:: RECORDS SUPPLIED ::

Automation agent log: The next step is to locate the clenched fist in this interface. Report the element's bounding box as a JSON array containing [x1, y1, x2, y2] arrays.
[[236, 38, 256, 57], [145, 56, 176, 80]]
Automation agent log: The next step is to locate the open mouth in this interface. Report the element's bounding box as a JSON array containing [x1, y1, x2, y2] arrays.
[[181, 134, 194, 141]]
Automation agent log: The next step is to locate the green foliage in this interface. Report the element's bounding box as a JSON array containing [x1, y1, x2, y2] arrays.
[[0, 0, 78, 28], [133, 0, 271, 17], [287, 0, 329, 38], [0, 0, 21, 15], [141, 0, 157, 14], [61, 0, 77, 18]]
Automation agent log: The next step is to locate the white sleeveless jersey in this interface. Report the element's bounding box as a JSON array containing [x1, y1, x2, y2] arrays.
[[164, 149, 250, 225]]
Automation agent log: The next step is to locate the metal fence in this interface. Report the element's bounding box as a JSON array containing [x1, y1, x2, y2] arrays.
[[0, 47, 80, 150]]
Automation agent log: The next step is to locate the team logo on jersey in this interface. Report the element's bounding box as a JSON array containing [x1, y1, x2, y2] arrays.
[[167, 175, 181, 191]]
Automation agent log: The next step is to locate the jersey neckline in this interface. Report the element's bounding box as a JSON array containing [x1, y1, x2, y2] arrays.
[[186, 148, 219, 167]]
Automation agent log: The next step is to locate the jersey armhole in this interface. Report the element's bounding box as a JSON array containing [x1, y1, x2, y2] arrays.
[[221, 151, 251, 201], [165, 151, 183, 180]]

:::

▶ **WORK TO BE COMPLETED**:
Starting from the line that contains "the jersey neckline", reproduce each line of the data exactly through the last one.

▶ **YOUR RESPONSE**:
Automation agent log: The next step is to locate the jersey neckline in this interface. Report the element's bounding box as a JSON array containing [x1, y1, x2, y2] arrays.
[[186, 148, 219, 167]]
Automation agent log: The next step is to locate the jersey armhole in this interface. Report the element's bounding box as a JSON array containing [x1, y1, x2, y2] arrays.
[[221, 151, 251, 201], [165, 151, 183, 180]]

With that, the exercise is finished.